Task statement >>
Identify each line in the records below that contains the string "face", and copy those lines.
.....
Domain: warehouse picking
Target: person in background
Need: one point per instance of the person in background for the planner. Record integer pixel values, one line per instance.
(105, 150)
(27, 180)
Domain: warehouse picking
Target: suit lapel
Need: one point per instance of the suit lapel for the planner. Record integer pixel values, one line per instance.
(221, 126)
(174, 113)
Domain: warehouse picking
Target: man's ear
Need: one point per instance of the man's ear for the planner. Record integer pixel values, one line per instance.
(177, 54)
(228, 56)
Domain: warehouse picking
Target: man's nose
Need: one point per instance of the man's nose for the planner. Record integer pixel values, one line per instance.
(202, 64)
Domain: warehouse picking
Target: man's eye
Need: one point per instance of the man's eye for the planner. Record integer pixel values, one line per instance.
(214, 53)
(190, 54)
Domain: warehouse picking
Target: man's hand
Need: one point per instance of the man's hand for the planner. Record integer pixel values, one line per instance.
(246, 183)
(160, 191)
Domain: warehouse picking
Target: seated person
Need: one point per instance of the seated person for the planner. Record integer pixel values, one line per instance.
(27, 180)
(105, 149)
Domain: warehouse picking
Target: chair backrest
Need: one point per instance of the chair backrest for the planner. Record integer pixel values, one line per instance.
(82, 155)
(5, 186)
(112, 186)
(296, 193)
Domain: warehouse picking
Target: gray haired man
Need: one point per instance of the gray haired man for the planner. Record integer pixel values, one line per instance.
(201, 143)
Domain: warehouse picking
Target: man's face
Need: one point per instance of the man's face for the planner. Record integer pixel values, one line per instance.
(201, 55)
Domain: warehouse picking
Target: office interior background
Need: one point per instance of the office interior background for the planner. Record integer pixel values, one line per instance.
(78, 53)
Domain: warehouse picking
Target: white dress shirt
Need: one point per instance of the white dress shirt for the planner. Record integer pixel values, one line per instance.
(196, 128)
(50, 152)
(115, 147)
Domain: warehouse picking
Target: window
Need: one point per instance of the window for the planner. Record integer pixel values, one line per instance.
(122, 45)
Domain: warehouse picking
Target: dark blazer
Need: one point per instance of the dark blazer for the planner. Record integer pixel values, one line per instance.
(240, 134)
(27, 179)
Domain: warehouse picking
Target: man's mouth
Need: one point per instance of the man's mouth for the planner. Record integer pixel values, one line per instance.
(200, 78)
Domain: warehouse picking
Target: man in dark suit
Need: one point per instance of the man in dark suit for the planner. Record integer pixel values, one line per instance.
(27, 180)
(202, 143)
.....
Reply to the exercise >>
Target: man's face
Need: one point per instance of the man's face for the planner. Record integer pixel values, one line per instance.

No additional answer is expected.